It's clearly incomplete, but perhaps it might help someone. Pull requests are
welcome.

------
anonu
I think this has been discussed a few times on HN. Here are some links. I know
I'm missing 1 or 2 more:

[https://news.ycombinator.com/item?id=1702975](https://news.ycombinator.com/item?id=1702975)
[https://news.ycombinator.com/item?id=909263](https://news.ycombinator.com/item?id=909263)

To a lesser extent:
[https://news.ycombinator.com/item?id=6683866](https://news.ycombinator.com/item?id=6683866)

------
squidbot
I really liked the way you put the article together, starting with the literal
basics and working your way towards the solution. It's really inspiring to me,
I tend to write articles that assume a lot of knowledge or gloss over the
details of any basic research I've done, but seeing your article wants me to
write up something similar for other concepts. Thank you!

------
amelius
Nice article. I really wished every scientific paper would have such a nice
explanation. (I still don't understand why e.g. Google scholar doesn't allow
people to add their interpretation and questions and remarks etc. to any
paper.)

[Written tasks]
(1) Answer these questions about the thread:
(a) What does the opening comment say is welcome?
(b) According to squidbot, what does the article start with?
(c) Which service does amelius name as not letting people add their interpretation to a paper?
(2) Update the part of the thread starting with "To a lesser" and going on through "concepts. Thank you!", writing "motivating" in place of "inspiring".

[Recorded data]

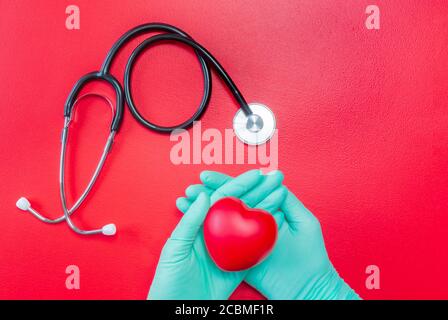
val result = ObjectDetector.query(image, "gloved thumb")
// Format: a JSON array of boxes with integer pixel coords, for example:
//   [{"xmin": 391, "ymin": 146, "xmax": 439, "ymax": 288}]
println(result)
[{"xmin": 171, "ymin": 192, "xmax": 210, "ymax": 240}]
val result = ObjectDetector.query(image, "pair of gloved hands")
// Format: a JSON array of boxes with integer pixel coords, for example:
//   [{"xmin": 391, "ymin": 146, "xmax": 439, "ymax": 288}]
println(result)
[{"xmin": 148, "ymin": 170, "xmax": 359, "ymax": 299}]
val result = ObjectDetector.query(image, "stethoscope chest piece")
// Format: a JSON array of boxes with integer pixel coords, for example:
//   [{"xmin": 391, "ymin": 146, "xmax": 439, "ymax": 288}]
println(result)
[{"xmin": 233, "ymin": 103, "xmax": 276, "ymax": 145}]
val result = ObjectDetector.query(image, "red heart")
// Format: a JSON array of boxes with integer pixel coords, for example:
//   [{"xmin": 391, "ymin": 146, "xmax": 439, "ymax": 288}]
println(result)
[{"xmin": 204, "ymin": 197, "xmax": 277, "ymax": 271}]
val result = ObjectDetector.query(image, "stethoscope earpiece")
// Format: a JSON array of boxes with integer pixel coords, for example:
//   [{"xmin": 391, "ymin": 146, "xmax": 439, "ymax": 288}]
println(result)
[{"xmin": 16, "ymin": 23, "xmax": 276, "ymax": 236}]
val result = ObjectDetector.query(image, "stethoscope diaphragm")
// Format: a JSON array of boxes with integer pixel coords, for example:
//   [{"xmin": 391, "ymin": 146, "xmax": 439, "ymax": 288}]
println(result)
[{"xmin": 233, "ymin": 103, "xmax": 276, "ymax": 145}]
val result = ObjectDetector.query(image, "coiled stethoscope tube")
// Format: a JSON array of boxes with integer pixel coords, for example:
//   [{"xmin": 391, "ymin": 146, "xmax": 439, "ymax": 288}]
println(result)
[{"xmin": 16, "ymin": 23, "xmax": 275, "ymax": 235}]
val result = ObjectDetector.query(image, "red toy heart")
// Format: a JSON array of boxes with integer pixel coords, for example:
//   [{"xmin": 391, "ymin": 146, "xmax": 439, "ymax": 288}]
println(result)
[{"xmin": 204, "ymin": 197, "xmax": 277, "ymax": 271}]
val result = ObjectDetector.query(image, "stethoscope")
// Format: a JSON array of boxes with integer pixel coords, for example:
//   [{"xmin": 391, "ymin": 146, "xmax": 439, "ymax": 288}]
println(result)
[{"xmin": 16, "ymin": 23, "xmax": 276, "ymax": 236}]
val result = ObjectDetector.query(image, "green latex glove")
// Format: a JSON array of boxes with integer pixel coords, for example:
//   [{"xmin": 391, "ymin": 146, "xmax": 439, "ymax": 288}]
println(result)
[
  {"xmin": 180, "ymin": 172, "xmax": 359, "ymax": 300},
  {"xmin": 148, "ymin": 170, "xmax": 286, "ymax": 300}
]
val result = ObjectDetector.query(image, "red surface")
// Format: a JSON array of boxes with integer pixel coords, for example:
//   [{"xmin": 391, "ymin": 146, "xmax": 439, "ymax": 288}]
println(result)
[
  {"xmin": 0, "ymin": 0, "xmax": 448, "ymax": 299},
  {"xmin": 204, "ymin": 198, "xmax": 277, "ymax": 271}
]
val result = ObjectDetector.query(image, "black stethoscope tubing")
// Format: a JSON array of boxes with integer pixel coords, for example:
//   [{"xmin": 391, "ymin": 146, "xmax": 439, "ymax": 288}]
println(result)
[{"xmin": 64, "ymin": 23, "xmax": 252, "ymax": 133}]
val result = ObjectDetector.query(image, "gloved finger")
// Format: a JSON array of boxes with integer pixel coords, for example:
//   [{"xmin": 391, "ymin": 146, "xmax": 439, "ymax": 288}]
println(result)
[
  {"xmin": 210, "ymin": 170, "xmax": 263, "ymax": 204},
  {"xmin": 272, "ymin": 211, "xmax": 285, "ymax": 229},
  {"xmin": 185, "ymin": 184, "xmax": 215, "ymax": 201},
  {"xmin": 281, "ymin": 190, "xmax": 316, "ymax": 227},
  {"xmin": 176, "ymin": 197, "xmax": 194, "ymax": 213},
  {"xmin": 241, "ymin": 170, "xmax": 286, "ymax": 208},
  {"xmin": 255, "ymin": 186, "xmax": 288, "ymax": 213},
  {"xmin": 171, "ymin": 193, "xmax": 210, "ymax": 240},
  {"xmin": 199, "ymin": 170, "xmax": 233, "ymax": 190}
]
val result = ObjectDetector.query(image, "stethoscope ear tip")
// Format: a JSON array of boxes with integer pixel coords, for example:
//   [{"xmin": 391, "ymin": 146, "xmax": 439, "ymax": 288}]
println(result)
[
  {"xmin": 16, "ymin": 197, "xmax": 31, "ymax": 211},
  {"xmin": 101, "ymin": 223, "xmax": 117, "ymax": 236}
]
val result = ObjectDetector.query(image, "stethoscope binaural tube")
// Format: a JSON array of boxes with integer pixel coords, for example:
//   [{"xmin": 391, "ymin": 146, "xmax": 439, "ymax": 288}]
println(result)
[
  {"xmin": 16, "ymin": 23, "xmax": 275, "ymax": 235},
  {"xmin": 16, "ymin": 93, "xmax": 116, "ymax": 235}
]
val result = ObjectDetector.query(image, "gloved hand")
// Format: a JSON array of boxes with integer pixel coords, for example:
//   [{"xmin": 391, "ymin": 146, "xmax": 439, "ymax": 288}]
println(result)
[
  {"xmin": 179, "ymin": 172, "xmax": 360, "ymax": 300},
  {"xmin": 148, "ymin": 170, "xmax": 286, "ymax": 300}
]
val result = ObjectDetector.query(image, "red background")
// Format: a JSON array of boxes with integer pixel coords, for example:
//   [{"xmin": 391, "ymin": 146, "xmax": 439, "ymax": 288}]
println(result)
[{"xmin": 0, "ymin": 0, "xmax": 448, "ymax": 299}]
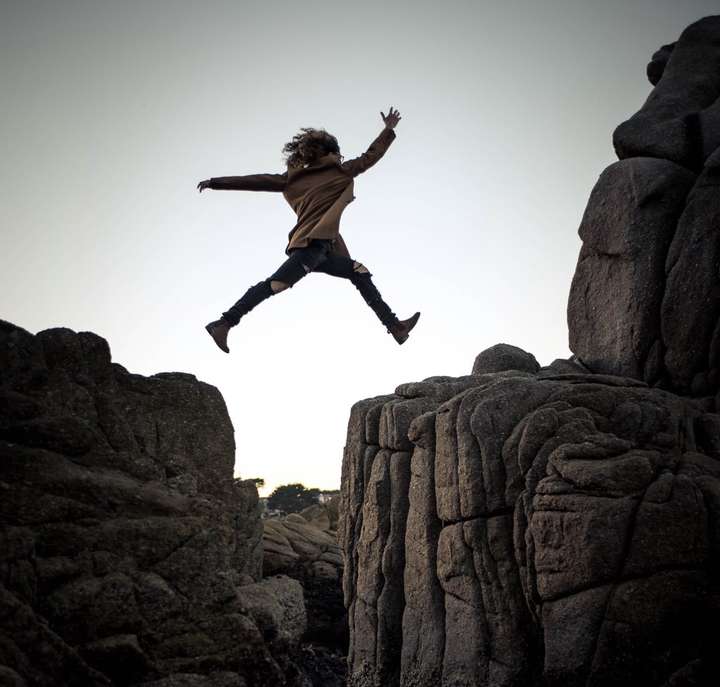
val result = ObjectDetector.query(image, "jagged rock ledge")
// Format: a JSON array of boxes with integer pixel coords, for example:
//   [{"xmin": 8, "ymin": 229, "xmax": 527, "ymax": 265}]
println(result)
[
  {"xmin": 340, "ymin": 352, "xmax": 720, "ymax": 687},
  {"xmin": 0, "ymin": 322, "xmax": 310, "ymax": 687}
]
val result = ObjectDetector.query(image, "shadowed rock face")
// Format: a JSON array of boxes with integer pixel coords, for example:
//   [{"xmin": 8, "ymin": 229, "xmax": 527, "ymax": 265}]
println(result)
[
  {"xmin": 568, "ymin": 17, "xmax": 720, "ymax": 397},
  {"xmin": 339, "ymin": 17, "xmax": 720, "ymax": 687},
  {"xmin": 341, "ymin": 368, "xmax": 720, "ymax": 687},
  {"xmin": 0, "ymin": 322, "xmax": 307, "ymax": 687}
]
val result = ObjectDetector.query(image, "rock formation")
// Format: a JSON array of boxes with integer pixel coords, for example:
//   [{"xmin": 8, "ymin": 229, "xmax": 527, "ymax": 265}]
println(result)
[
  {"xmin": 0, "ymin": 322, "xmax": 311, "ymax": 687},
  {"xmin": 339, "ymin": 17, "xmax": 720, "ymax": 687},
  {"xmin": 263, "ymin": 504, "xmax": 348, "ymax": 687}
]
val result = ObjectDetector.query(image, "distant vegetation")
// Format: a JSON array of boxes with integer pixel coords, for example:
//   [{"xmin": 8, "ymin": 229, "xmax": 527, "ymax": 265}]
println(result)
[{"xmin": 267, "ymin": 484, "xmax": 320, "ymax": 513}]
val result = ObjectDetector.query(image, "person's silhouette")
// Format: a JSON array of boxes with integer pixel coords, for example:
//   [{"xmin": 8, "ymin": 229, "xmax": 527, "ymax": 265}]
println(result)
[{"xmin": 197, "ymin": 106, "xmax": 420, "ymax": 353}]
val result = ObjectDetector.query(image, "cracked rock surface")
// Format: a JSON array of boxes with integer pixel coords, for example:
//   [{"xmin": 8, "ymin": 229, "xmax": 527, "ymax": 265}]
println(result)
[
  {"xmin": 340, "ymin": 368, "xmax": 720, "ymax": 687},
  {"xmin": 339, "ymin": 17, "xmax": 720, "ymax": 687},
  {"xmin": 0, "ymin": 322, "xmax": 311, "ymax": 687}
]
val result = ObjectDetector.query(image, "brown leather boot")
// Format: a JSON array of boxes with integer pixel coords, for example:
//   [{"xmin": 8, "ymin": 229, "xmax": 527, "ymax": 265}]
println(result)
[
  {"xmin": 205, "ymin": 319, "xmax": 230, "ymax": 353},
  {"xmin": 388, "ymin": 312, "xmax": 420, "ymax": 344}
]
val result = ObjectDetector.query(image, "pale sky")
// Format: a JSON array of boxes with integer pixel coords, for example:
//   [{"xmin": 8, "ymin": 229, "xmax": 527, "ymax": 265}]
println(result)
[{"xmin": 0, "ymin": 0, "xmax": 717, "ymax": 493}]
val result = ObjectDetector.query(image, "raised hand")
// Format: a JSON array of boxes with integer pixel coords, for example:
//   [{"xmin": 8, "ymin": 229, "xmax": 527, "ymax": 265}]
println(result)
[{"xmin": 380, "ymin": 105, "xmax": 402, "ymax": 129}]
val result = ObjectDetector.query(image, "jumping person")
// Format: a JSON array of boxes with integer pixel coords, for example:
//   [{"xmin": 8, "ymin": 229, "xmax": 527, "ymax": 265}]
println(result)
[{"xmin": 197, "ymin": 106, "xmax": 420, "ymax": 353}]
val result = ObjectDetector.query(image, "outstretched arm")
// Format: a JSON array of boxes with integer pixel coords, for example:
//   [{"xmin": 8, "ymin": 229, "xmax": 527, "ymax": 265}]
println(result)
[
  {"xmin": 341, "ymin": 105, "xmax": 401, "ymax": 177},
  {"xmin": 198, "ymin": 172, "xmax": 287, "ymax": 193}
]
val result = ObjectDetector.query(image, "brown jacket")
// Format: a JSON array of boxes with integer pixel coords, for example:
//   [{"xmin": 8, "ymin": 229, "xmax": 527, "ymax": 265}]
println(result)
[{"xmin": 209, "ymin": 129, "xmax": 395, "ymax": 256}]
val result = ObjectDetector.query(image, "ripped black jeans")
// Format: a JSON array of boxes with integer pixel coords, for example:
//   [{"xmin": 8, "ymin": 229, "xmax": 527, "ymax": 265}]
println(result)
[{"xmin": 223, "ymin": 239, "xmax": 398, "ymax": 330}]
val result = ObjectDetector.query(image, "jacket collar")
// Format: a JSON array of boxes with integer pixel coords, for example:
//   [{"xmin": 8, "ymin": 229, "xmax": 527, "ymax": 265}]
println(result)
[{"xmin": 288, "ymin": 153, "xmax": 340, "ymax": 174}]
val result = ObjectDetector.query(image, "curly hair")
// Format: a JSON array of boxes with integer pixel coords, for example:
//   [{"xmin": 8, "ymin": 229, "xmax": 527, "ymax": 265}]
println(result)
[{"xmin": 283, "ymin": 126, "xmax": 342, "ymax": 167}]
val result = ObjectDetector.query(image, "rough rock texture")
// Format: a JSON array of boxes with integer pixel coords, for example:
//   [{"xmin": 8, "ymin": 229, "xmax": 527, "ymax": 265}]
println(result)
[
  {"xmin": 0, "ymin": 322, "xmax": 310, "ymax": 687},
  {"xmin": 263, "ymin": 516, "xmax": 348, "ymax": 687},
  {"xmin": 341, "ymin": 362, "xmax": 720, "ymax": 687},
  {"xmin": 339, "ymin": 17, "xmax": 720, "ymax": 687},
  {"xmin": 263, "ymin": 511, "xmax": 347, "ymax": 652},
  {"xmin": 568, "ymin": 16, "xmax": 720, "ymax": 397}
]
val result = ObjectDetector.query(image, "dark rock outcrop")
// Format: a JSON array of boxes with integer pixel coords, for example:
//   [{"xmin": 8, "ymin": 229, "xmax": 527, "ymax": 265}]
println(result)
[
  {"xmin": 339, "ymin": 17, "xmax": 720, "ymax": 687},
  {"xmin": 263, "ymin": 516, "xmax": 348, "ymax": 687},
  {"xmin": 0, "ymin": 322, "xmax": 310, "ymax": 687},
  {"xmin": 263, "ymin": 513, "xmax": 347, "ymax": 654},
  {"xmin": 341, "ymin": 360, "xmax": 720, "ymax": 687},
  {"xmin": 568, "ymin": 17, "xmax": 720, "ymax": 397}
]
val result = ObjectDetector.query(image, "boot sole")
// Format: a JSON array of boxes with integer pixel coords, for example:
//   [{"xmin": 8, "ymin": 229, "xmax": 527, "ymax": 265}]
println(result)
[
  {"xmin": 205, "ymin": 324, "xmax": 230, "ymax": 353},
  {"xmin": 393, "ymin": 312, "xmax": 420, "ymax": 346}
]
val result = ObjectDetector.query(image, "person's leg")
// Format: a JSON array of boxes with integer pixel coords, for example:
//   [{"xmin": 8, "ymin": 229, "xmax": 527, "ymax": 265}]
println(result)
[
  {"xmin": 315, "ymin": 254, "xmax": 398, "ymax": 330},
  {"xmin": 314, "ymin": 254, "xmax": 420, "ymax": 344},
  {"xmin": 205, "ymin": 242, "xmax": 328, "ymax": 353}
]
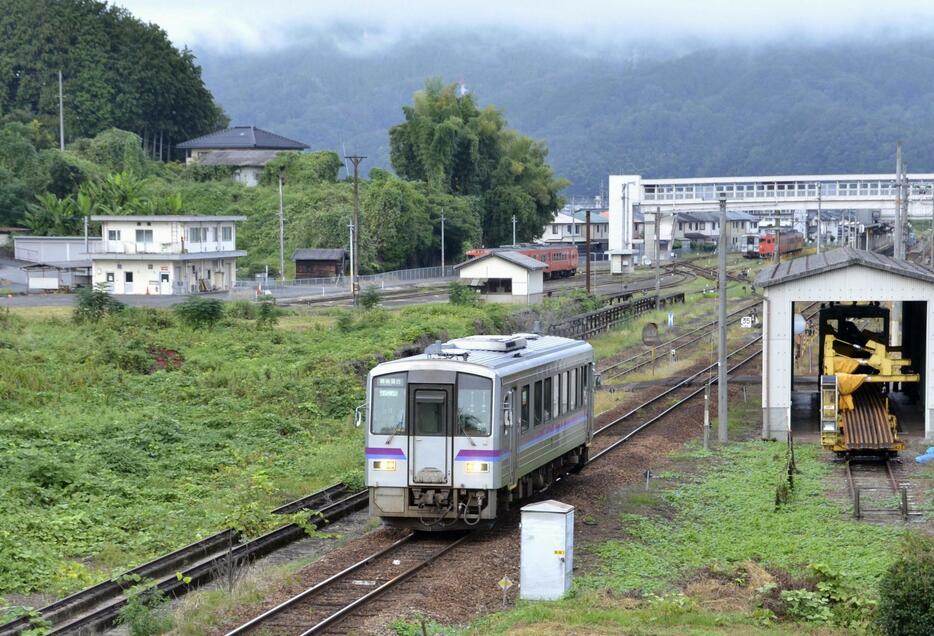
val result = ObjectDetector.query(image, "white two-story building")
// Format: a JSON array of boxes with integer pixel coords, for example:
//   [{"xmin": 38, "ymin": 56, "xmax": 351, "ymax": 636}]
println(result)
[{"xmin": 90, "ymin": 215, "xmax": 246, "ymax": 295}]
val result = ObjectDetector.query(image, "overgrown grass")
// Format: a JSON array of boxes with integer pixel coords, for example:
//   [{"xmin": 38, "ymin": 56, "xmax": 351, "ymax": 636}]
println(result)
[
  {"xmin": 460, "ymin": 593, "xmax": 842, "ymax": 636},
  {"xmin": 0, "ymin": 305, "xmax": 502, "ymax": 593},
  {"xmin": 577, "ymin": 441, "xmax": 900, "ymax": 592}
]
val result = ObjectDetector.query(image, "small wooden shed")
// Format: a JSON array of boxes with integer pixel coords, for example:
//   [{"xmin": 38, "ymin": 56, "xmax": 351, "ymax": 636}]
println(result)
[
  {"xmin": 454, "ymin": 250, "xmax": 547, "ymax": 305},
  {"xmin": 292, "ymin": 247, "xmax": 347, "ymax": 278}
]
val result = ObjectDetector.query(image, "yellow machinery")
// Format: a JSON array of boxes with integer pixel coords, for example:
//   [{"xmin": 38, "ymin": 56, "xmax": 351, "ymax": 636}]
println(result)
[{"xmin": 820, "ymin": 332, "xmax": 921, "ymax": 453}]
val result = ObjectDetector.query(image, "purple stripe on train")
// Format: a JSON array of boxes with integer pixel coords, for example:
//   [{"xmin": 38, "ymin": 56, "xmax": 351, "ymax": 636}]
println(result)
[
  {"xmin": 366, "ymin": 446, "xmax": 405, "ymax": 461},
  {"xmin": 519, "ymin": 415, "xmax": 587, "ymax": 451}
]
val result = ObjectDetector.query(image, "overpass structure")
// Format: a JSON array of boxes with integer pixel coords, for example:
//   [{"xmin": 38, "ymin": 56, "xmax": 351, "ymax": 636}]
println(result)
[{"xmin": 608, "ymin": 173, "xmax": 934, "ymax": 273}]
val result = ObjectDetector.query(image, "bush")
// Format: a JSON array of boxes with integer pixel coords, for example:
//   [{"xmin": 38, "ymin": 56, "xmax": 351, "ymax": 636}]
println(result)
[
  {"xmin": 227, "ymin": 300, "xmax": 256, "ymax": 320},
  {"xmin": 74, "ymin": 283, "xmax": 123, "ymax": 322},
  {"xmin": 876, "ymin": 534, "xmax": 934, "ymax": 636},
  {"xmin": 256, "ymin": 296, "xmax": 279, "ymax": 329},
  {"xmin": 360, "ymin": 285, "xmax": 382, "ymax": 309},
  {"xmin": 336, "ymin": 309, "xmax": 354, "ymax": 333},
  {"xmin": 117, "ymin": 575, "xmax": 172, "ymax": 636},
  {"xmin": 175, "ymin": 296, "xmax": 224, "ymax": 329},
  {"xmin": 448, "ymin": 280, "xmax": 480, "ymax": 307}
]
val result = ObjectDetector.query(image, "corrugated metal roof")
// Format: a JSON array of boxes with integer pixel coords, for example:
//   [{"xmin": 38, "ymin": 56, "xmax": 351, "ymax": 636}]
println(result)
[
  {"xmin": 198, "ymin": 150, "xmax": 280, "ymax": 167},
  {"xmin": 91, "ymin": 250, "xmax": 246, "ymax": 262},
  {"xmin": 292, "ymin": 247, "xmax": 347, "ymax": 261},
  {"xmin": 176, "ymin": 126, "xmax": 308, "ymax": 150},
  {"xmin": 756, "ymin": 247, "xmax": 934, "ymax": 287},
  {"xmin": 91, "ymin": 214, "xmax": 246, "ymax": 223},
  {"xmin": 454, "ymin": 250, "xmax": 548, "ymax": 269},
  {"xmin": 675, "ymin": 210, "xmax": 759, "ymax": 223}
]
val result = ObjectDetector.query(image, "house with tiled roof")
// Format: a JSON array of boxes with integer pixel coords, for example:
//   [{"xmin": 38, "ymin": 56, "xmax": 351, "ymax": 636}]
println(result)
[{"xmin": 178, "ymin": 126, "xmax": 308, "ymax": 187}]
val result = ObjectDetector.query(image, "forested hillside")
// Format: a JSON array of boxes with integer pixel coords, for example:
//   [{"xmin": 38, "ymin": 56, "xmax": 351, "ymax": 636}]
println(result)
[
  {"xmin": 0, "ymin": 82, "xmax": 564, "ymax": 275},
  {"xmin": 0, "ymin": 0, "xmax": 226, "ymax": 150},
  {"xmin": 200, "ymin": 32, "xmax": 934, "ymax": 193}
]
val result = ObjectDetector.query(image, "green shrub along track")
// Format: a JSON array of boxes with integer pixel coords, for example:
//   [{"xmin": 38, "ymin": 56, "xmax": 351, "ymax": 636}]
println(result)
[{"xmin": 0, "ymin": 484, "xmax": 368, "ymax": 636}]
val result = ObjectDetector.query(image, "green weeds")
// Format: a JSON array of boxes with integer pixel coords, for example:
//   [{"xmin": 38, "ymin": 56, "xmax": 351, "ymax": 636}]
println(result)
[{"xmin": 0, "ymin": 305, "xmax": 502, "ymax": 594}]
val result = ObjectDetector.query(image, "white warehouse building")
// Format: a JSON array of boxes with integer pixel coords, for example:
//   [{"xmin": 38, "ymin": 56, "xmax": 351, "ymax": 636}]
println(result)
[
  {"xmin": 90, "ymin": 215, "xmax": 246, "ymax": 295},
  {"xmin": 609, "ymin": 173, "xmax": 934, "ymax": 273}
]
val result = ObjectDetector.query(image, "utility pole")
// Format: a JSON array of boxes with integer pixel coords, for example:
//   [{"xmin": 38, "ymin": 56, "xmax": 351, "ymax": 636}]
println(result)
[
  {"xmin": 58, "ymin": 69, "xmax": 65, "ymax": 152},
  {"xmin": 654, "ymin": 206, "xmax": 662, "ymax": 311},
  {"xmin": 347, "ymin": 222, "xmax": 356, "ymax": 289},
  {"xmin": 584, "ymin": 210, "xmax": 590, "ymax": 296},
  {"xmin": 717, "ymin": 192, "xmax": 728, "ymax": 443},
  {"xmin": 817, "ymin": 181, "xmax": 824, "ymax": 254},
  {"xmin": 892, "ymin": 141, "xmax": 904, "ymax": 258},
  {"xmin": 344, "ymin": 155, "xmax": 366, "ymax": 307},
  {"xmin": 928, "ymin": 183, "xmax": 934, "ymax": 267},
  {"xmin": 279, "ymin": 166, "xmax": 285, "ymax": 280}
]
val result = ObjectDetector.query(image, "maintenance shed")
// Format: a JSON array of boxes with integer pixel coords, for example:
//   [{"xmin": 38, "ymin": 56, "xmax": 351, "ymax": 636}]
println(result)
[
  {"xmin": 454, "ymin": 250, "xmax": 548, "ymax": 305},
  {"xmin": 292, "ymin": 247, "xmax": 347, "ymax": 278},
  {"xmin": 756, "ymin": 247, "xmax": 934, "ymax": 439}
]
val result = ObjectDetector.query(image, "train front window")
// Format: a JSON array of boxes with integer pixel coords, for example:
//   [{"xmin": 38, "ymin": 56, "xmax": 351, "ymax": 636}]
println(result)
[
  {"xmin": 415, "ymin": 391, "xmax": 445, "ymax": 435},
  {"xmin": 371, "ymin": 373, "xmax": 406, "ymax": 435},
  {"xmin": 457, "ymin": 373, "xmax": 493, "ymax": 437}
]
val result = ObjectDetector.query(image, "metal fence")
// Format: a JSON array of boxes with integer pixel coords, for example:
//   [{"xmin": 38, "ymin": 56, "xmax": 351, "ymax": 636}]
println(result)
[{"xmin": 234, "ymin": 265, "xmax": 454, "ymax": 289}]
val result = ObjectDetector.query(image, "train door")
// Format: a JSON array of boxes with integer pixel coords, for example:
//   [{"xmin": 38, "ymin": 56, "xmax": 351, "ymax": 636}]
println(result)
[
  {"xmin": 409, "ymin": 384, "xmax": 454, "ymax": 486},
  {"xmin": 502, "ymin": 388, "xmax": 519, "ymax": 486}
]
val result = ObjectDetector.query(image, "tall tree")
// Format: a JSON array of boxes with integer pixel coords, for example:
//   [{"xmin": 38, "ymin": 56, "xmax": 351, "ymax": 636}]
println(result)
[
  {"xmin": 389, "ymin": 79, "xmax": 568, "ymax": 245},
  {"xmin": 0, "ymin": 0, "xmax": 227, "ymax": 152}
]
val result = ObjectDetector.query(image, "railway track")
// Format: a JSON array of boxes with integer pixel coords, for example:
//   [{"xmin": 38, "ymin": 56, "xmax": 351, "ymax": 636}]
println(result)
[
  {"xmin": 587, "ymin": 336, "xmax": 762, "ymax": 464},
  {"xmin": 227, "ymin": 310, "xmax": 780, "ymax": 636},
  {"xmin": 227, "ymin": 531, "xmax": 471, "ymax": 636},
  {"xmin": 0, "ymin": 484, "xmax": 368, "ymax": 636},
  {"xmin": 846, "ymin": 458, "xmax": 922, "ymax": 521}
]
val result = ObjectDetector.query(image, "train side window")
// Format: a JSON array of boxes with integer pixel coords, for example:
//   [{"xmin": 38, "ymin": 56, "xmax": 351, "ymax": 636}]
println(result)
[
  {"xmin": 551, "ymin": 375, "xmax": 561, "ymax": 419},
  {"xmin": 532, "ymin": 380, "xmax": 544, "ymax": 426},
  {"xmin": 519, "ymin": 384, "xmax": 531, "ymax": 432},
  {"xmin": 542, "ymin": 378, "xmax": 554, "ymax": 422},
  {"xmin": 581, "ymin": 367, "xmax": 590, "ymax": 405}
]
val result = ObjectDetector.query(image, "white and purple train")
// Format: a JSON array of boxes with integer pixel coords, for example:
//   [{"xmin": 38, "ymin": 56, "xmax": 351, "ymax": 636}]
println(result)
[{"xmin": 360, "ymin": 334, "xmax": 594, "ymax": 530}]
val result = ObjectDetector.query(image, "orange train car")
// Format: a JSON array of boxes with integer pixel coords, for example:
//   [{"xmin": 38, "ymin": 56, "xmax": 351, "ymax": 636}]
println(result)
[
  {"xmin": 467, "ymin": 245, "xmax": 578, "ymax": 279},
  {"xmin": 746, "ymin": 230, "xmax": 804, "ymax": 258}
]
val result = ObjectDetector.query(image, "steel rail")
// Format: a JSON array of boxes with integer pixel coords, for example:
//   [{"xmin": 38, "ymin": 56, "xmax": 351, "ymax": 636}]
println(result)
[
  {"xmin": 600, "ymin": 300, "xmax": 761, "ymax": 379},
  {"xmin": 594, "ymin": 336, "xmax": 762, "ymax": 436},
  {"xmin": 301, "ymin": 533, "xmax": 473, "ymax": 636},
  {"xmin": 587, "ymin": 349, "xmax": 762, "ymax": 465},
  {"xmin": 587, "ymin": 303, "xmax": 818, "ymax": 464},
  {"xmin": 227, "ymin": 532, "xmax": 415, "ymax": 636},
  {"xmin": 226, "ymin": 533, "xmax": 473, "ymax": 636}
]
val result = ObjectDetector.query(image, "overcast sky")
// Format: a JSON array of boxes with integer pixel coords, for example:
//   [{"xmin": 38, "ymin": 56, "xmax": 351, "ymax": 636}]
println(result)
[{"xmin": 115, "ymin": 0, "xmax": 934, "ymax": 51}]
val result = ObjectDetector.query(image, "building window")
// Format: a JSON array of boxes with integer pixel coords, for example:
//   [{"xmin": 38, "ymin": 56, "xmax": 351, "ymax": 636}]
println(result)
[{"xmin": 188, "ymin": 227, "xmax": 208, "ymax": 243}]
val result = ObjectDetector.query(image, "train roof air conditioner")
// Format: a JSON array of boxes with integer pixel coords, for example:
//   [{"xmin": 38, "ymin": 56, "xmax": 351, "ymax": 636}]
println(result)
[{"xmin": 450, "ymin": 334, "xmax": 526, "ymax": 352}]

[Complete answers]
(1)
(a) Pull requests.
(b) The literal basics.
(c) Google scholar.

(2)
To a lesser extent:
[https://news.ycombinator.com/item?id=6683866](https://news.ycombinator.com/item?id=6683866)

------
squidbot
I really liked the way you put the article together, starting with the literal
basics and working your way towards the solution. It's really motivating to me,
I tend to write articles that assume a lot of knowledge or gloss over the
details of any basic research I've done, but seeing your article wants me to
write up something similar for other concepts. Thank you!